> _Task goal_
From the passage on "Summertime Sadness," print word for word the part that opens with the words containing "Initially Born to" and closes with "Miley Cyrus cover.".

23. “Summertime Sadness” (Born to Die, 2012)
“Summertime Sadness” isn’t the most grand or moving song on Born to Die, but it is the most accessible. Lana’s lyrics are fueled by desire, but unlike many of her early songs, there’s no literal sense of tragedy: “Got my bad baby by my heavenly side/ I know if I go, I'll die happy tonight!” The phrase “summertime sadness” is seasonal -- it suggests a fever, a temporary affliction, a young love that knows it’s fleeting. Glamorous, romantic, but not overwhelmingly sad, the music video was a perfect realization of early Instagram culture -- think girls in flower crowns at music festivals, shot through nostalgic, analog-style camera filters.
Initially Born to Die’s fourth single, it wasn’t until 2013 that the Cedric Gervais remix made Lana the unlikeliest of mainstream pop stars. His version is hardly subtle, though it’s not as hammer-blunt as much of pop or EDM at the time. Even in a different sonic landscape, over electro-house synths and 4/4 kick drums, Lana’s distinct vocals don’t lose their personality. Though Gervais’ version was a bigger crossover hit at the time, it ultimately feels like it exists in an alternate universe -- Lana hadn’t heard the remix until it was on the radio, and has never shown any affection for it in interviews. The original remains the definitive version. It’s far more representative of Lana’s musical sensibilities, and in one of the first signs of her reach within popular culture, even inspired a Bangerz-era Miley Cyrus cover.

> _Provided data_
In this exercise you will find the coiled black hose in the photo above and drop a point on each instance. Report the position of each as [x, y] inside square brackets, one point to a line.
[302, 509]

> _Output for this task_
Initially Born to Die’s fourth single, it wasn’t until 2013 that the Cedric Gervais remix made Lana the unlikeliest of mainstream pop stars. His version is hardly subtle, though it’s not as hammer-blunt as much of pop or EDM at the time. Even in a different sonic landscape, over electro-house synths and 4/4 kick drums, Lana’s distinct vocals don’t lose their personality. Though Gervais’ version was a bigger crossover hit at the time, it ultimately feels like it exists in an alternate universe -- Lana hadn’t heard the remix until it was on the radio, and has never shown any affection for it in interviews. The original remains the definitive version. It’s far more representative of Lana’s musical sensibilities, and in one of the first signs of her reach within popular culture, even inspired a Bangerz-era Miley Cyrus cover.